Entries for pointing and labeling
## START

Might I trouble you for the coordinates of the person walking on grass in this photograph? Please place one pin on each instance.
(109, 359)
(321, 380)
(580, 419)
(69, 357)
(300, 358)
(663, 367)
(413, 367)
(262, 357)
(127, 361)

## END

# The problem
Extract every line above and reproduce each one word for word.

# Complete answer
Might I trouble you for the coordinates of the person walking on grass in this photograph? Please place one pin on each instance.
(109, 359)
(321, 380)
(580, 419)
(69, 357)
(300, 358)
(663, 367)
(413, 367)
(262, 357)
(127, 361)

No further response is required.